TASKS TO COMPLETE -
• A. In the book review on the cold start problem, in which city did Bank of America launch the first credit card in 1958?
• B. In the book review on the cold start problem, condense the paragraph that begins "To get things started" into a bulleted list that keeps its main facts.

When you launch a new product or service, or put a creative work like a song or a book out in the world, you often face a “cold start problem.” It’s harder to get momentum when there are no existing users, just like it’s harder to start a vehicle’s engine when it’s cold.
Chen’s book has been eagerly anticipated in startup and venture capital circles, given his prominence as a general partner at Andreessen Horowitz and board membership at startups including Substack and Clubhouse—and the book’s promise to explain how to start, grow, and defend successful businesses.
Chen, who earlier led the rider growth teams at Uber, is focused on the role that networks of users play for the most successful tech companies. A “network effect describes what happens when products get more valuable as more people use them,” he writes. A simple example is that a telephone is useless unless someone else you know has one, and becomes more valuable the more people you know who have a phone.
Contemporary products that benefit from such network effects include Facebook, Uber, Airbnb, Dropbox, Slack, Instagram, Reddit, TikTok, YouTube, and Twitter. “The ability to attract new users, or to become stickier, or to monetize, become even stronger as its network grows larger,” Chen writes. (p. 23)
As he acknowledges, network effects are sometimes touted as a semi-magical business dynamic, but they’re poorly understood. And they are particularly vulnerable to the cold start problem, since even good products can fail if there’s no one else to message with, or rent a room or get a ride from, or share photos or videos with, for example.
One central takeaway of The Cold Start Problem is that many dominant businesses got their early start by serving niche markets—what Chen calls “atomic networks.” Rather than introducing it more broadly, for example, Bank of America launched the first credit card just in Fresno, California, in 1958, mailing 60,000 residents a BankAmericard. Tinder and Facebook first took off in specific college communities (USC and Harvard), and Slack was built initially for individual teams at startups or within larger companies. “Your product’s first atomic network is probably smaller and more specific than you think,” Chen advises. (p. 77) In its earliest days, he writes, Uber’s focus was on serving users in “narrow, ephemeral moments—more like ‘5pm at the Caltrain station at 5th and King St.’” in San Francisco. Google’s failed Google+ social network, which had a large-scale launch but failed to establish successful atomic networks, according to Chen, is a cautionary tale.
To get things started, Chen advises focusing on the “hard side” of the network, generally the small number of users whose participation creates disproportionate value (vs. the “easy side” of more freeloading or less-committed people.) Examples include the 4,000 volunteer Wikipedia editors who contribute a large portion of the edits, Uber’s “power drivers” who handle 60% of trips, and the attractive people, especially women, in dating apps.

DATA EXTRACT -
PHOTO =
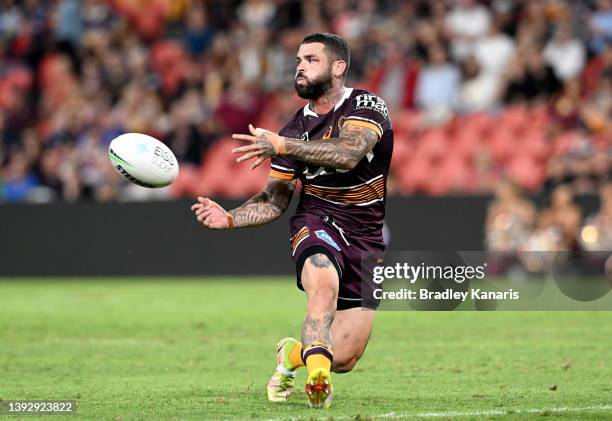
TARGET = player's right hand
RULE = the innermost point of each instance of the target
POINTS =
(211, 215)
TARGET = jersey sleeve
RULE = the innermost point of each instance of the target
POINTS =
(283, 167)
(368, 110)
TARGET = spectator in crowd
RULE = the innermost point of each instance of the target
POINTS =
(565, 53)
(557, 225)
(596, 233)
(75, 74)
(479, 91)
(466, 23)
(510, 219)
(600, 23)
(438, 83)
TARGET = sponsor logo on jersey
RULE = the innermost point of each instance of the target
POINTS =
(371, 102)
(323, 235)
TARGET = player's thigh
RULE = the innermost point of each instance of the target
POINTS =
(320, 278)
(351, 330)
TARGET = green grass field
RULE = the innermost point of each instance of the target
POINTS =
(204, 349)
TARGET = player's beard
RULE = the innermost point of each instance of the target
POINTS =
(316, 88)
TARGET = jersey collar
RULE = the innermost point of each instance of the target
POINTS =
(347, 93)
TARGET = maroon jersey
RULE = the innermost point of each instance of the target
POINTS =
(354, 198)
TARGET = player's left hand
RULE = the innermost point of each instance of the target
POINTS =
(264, 144)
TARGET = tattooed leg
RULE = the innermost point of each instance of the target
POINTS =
(320, 281)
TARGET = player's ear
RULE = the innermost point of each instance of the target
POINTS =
(338, 68)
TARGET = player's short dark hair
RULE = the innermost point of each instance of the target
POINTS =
(335, 46)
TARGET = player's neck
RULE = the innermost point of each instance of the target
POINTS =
(328, 101)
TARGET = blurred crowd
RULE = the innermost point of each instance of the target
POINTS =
(521, 236)
(76, 73)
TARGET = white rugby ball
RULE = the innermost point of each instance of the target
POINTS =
(143, 160)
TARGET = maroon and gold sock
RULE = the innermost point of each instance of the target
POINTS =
(317, 355)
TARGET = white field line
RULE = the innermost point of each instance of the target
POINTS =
(450, 414)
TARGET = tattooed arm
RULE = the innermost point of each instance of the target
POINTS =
(343, 152)
(260, 209)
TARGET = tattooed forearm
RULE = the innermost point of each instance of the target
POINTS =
(317, 328)
(265, 206)
(343, 152)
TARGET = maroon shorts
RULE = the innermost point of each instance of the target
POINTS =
(353, 257)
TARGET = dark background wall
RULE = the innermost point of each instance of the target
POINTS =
(162, 238)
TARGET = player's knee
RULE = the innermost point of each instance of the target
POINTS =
(345, 364)
(320, 279)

OUTPUTS -
• A. Fresno, California.

• B.
- Chen advises beginning with the "hard side" of the network: generally the small number of users whose participation creates disproportionate value, as opposed to the "easy side" of more freeloading or less-committed people.
- Examples of the hard side:
  - the 4,000 volunteer Wikipedia editors who contribute a large portion of the edits
  - Uber's "power drivers," who handle 60% of trips
  - attractive people, especially women, in dating apps